(Prompt):
Please print the data that follows, keeping every line exact.

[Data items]
★ ★ ★ ★ ★

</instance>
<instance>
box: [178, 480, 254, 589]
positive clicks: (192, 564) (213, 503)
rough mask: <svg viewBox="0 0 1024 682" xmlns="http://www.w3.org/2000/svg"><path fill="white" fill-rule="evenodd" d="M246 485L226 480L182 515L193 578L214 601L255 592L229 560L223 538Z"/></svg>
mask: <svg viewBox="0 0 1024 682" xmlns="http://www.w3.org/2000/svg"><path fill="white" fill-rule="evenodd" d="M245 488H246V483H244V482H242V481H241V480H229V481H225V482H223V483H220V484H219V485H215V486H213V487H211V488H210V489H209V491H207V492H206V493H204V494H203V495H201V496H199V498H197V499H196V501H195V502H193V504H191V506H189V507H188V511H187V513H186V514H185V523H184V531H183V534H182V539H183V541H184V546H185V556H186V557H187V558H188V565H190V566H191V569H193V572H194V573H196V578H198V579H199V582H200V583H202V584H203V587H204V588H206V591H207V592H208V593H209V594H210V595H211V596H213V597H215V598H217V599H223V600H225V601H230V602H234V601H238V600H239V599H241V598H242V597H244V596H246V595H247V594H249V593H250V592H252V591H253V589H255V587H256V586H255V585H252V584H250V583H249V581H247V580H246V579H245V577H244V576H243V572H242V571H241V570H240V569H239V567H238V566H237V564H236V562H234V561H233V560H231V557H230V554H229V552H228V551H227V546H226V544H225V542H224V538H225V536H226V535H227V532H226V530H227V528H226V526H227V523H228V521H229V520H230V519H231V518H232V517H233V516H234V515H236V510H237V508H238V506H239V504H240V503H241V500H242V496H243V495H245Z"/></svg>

★ ★ ★ ★ ★

(Completed task):
</instance>
<instance>
box: [178, 480, 254, 589]
positive clicks: (192, 564) (213, 503)
rough mask: <svg viewBox="0 0 1024 682" xmlns="http://www.w3.org/2000/svg"><path fill="white" fill-rule="evenodd" d="M246 485L226 480L182 515L193 578L214 601L255 592L229 560L223 538Z"/></svg>
mask: <svg viewBox="0 0 1024 682" xmlns="http://www.w3.org/2000/svg"><path fill="white" fill-rule="evenodd" d="M245 488H246V483H244V482H242V481H241V480H229V481H225V482H223V483H220V484H219V485H215V486H213V487H211V488H210V489H209V491H207V492H206V493H204V494H203V495H201V496H199V498H197V499H196V501H195V502H193V504H191V506H189V507H188V511H187V513H186V514H185V523H184V531H183V534H182V539H183V541H184V546H185V556H186V557H187V558H188V565H190V566H191V569H193V572H194V573H196V578H198V579H199V582H200V583H202V584H203V587H204V588H206V591H207V592H208V593H209V594H210V595H211V596H213V597H215V598H217V599H223V600H225V601H230V602H234V601H238V600H239V599H241V598H242V597H244V596H246V595H247V594H249V593H250V592H252V591H253V589H255V587H256V586H255V585H252V584H250V583H249V581H247V580H246V579H245V577H244V576H243V572H242V571H241V570H240V569H239V567H238V566H237V564H236V562H234V561H233V560H231V557H230V554H229V552H228V551H227V546H226V544H225V542H224V538H225V536H226V535H227V532H226V530H227V528H226V526H227V523H228V521H229V520H230V519H231V518H232V517H233V516H234V515H236V510H237V508H238V506H239V504H240V503H241V500H242V496H243V495H245Z"/></svg>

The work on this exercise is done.